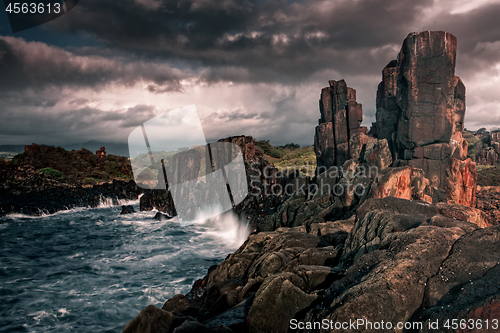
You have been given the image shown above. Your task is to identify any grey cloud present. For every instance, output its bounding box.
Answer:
[0,36,191,91]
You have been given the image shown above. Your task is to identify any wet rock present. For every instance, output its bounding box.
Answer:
[314,80,367,174]
[123,305,183,333]
[120,205,135,214]
[436,203,493,228]
[162,294,200,317]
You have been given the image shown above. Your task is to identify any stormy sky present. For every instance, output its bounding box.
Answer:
[0,0,500,145]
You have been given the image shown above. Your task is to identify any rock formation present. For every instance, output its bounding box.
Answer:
[123,197,500,333]
[314,80,368,169]
[374,31,477,207]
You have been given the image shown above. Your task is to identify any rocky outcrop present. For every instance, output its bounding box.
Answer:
[18,143,132,180]
[475,142,500,165]
[315,31,478,207]
[140,135,309,230]
[0,161,142,215]
[314,80,368,174]
[374,31,477,207]
[476,186,500,224]
[124,197,500,333]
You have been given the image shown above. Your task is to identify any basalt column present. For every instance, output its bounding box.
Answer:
[314,80,367,172]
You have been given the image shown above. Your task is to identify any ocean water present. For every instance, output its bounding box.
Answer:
[0,201,249,333]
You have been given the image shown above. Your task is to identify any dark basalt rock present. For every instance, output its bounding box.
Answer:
[314,80,368,174]
[120,205,135,214]
[153,212,172,221]
[123,32,500,332]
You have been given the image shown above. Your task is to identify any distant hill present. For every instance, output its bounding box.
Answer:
[0,140,129,157]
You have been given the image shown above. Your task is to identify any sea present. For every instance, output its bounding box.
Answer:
[0,200,249,333]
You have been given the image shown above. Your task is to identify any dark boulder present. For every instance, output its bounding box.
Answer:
[120,205,135,214]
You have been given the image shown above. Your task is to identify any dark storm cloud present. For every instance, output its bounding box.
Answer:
[48,0,432,82]
[0,36,190,91]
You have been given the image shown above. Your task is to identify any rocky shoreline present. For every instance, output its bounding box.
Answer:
[0,161,143,216]
[123,31,500,333]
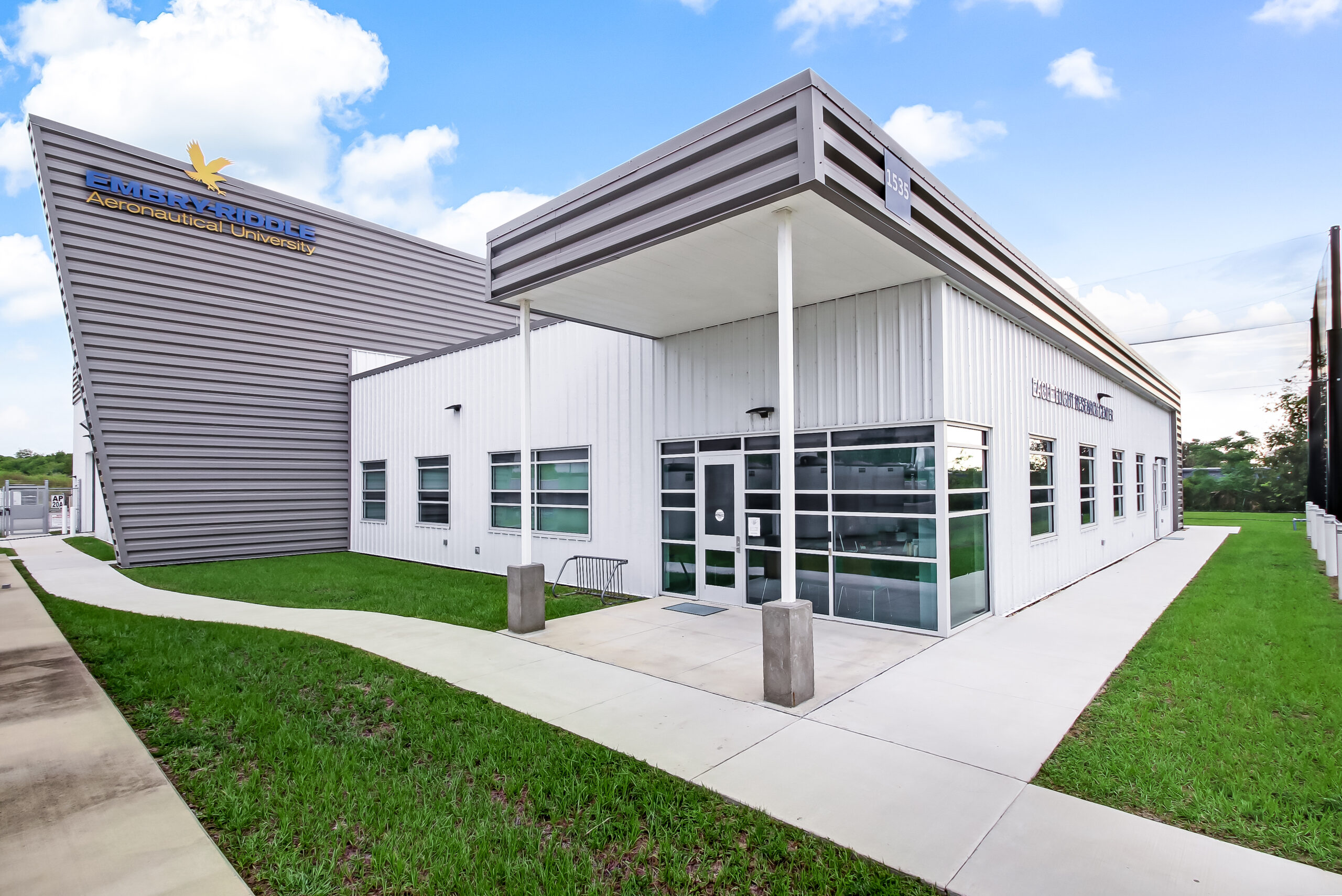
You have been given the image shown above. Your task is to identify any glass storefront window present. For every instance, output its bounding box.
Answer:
[835,556,937,630]
[662,510,694,542]
[746,512,782,547]
[950,508,993,628]
[662,457,694,489]
[834,517,937,556]
[832,448,937,491]
[746,455,778,491]
[746,551,784,611]
[946,448,988,488]
[796,451,829,491]
[797,554,829,616]
[797,513,829,551]
[662,544,694,596]
[703,551,737,587]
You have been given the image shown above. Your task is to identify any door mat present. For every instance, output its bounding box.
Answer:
[662,604,728,616]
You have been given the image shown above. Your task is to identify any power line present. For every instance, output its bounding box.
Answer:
[1189,383,1283,396]
[1076,231,1327,290]
[1118,283,1314,338]
[1127,321,1308,345]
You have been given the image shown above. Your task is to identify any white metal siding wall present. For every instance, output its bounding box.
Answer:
[657,280,933,439]
[939,285,1178,613]
[350,323,659,594]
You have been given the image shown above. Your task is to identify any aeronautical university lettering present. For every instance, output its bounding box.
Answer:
[1030,379,1114,421]
[84,169,317,255]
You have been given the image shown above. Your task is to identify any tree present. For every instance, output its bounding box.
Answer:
[1184,377,1310,511]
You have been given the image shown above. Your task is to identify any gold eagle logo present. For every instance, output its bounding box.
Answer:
[182,141,232,196]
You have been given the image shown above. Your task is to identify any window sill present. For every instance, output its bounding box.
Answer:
[487,529,592,542]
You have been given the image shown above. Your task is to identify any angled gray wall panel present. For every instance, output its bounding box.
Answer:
[29,117,515,566]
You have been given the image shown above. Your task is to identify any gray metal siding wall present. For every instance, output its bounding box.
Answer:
[29,118,513,566]
[489,70,1178,421]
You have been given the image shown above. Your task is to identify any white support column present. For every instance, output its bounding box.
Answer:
[1319,513,1338,578]
[760,208,816,707]
[518,299,532,566]
[774,208,797,604]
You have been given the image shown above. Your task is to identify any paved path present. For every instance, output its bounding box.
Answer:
[0,556,251,896]
[14,527,1342,896]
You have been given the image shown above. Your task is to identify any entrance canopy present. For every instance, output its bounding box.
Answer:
[487,70,1178,408]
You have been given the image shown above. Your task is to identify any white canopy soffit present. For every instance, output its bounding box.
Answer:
[488,191,942,338]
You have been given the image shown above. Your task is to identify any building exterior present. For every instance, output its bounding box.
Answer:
[31,71,1181,636]
[28,115,513,566]
[350,72,1179,636]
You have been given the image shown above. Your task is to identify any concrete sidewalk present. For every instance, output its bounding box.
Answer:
[0,556,251,896]
[14,527,1342,896]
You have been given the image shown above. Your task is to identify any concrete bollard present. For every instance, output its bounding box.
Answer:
[1319,513,1338,578]
[507,563,545,635]
[761,601,816,707]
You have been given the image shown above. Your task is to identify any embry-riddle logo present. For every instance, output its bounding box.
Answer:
[182,141,232,196]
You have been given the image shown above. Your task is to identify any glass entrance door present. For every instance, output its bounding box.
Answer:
[698,455,745,605]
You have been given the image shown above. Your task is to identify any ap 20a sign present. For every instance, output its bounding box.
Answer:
[886,149,914,224]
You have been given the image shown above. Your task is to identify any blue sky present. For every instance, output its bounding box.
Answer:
[0,0,1342,453]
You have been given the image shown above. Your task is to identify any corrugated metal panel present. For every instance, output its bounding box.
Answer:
[659,280,932,439]
[29,118,513,566]
[942,286,1177,613]
[350,323,659,594]
[349,349,410,374]
[489,70,1178,421]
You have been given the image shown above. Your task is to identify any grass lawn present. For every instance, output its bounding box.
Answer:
[64,535,117,559]
[115,546,601,632]
[8,567,935,896]
[1035,512,1342,872]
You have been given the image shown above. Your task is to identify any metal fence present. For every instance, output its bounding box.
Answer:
[0,479,81,538]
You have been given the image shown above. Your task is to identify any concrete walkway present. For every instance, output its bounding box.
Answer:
[0,556,251,896]
[14,527,1342,896]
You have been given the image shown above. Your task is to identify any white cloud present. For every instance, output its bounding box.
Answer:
[1235,302,1295,327]
[956,0,1063,16]
[0,233,60,323]
[0,405,32,433]
[1047,47,1118,99]
[416,189,551,255]
[1249,0,1342,31]
[0,0,550,252]
[1074,276,1170,334]
[886,105,1006,168]
[0,115,38,196]
[337,125,460,230]
[10,0,388,199]
[774,0,916,47]
[338,126,550,255]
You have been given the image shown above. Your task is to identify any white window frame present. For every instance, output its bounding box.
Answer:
[359,460,386,526]
[1134,455,1146,517]
[487,445,593,542]
[1026,436,1057,542]
[415,455,452,529]
[1110,450,1127,520]
[1076,444,1099,530]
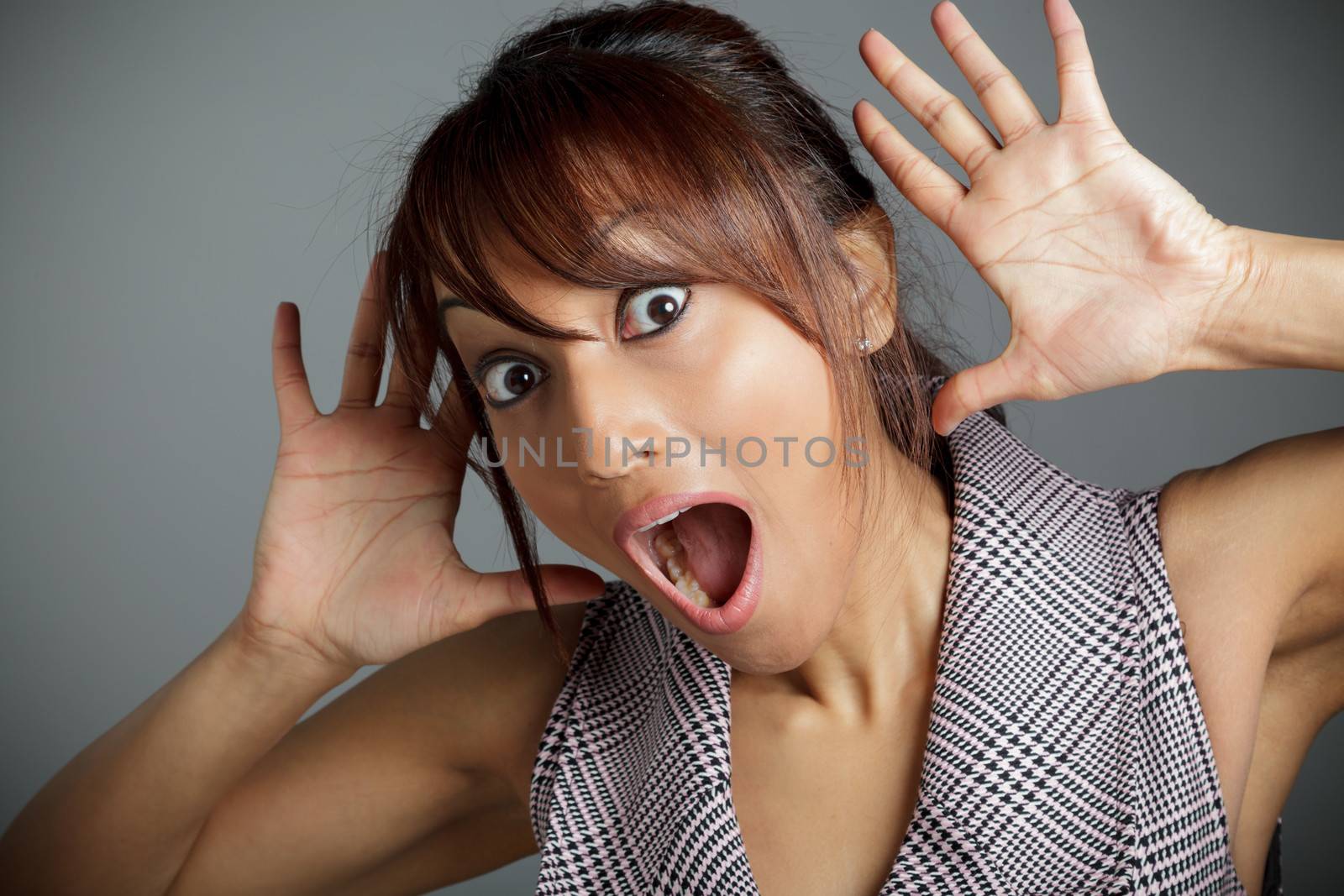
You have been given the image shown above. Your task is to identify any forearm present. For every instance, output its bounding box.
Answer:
[0,619,348,893]
[1178,227,1344,371]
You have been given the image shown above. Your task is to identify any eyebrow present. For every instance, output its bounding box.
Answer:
[438,206,647,315]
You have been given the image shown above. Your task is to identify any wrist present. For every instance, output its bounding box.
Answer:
[222,607,359,693]
[1173,226,1344,371]
[1172,224,1274,371]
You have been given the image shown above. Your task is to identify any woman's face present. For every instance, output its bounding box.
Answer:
[439,238,871,674]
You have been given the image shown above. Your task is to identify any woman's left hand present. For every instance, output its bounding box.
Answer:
[853,0,1248,434]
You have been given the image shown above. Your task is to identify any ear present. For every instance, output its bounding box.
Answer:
[837,203,896,352]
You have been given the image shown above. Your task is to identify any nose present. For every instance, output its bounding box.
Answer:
[566,360,667,485]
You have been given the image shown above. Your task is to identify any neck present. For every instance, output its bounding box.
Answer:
[732,429,952,726]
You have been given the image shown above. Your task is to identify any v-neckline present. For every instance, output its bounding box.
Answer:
[704,437,963,896]
[711,637,952,896]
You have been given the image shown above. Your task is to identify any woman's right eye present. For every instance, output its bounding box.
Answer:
[480,358,544,407]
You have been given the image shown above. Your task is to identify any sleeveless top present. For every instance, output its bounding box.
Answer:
[529,376,1282,896]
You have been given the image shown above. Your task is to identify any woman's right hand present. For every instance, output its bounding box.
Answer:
[237,254,603,673]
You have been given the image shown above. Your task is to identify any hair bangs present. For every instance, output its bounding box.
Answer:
[407,46,824,340]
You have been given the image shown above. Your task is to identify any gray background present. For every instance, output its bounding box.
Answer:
[0,0,1344,896]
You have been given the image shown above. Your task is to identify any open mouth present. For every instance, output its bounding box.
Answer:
[634,501,751,609]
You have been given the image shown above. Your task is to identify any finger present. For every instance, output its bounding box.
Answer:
[383,308,438,422]
[466,563,606,621]
[932,0,1046,147]
[340,254,387,407]
[270,302,321,435]
[853,99,968,231]
[1046,0,1110,123]
[858,29,1000,180]
[932,351,1026,435]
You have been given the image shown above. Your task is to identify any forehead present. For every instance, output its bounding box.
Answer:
[432,207,667,311]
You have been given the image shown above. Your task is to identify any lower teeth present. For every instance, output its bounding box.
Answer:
[654,527,717,607]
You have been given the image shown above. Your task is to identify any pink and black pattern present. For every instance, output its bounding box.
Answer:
[531,378,1282,896]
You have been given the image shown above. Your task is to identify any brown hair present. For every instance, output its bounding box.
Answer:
[379,0,1004,661]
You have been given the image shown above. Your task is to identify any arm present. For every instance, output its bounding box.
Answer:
[0,605,583,894]
[1171,227,1344,371]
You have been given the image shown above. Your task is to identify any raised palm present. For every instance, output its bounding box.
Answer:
[855,0,1246,432]
[244,252,602,668]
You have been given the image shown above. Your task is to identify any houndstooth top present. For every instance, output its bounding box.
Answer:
[531,378,1282,896]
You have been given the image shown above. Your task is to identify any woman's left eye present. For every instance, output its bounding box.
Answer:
[621,285,690,338]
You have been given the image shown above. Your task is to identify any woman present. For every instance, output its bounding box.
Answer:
[0,0,1344,893]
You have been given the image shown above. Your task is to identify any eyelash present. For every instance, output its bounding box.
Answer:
[472,284,695,411]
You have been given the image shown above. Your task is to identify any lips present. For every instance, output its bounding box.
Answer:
[612,491,762,634]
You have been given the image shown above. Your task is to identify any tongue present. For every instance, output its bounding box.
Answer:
[672,504,751,603]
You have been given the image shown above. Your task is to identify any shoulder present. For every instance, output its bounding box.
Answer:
[1158,427,1344,710]
[378,582,613,804]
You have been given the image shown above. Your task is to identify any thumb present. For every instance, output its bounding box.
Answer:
[468,563,606,616]
[932,351,1023,435]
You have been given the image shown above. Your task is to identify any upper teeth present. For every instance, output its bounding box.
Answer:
[636,506,690,532]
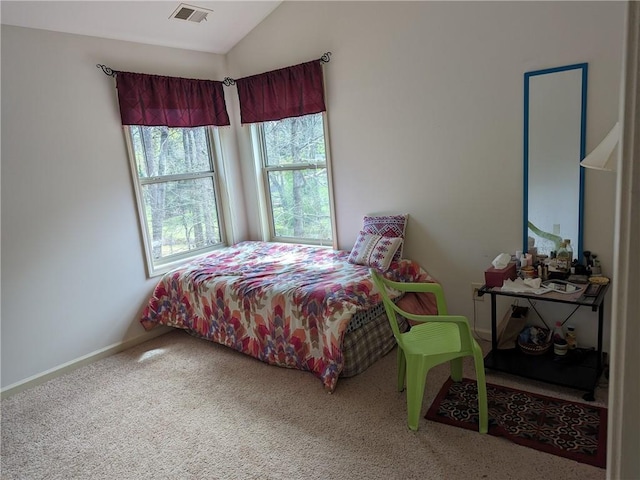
________________
— Your goal —
Rewrite the records as a numbered list, one line per item with blank lines omitted, from the line containing "identify any gold" through the line containing "[488,191,942,338]", inclusive. Include only those lines.

— Output for this task —
1. You have been given the image shown above. Your task is to identify any gold eagle logo present. For every instance, output its bounding box.
2. Answer:
3. [182,141,232,196]
4. You have been given the image shown above. Your task is to identify any window sill present. For every instance, output its bounding box.
5. Answer:
6. [487,529,592,542]
7. You have been given the image shown above. Your task is to identify any angled gray wall panel present. For every instance, output its bounding box.
8. Answer:
9. [29,117,515,566]
10. You have been given the image shown above. Your task is to identify any gray metal siding wall present. For every instance, output its bounding box.
11. Answer:
12. [29,118,513,566]
13. [489,70,1178,421]
14. You have been given the image shown above. Your task is to identify any white support column present. For every instance, output its bounding box.
15. Answer:
16. [1319,513,1338,578]
17. [760,208,816,707]
18. [518,299,532,566]
19. [774,208,797,604]
20. You have been given the image shown above. Your task is to identify any paved path present. For every instance, output its bounding box.
21. Answer:
22. [0,556,251,896]
23. [14,527,1342,896]
24. You have been given the image shown above. Your task is to identify any entrance canopy present. For every instance, output its bounding box.
25. Answer:
26. [487,70,1178,408]
27. You have been given the image shown above. Your task is to identify any white canopy soffit present. For every instance, output its bounding box.
28. Answer:
29. [488,191,942,338]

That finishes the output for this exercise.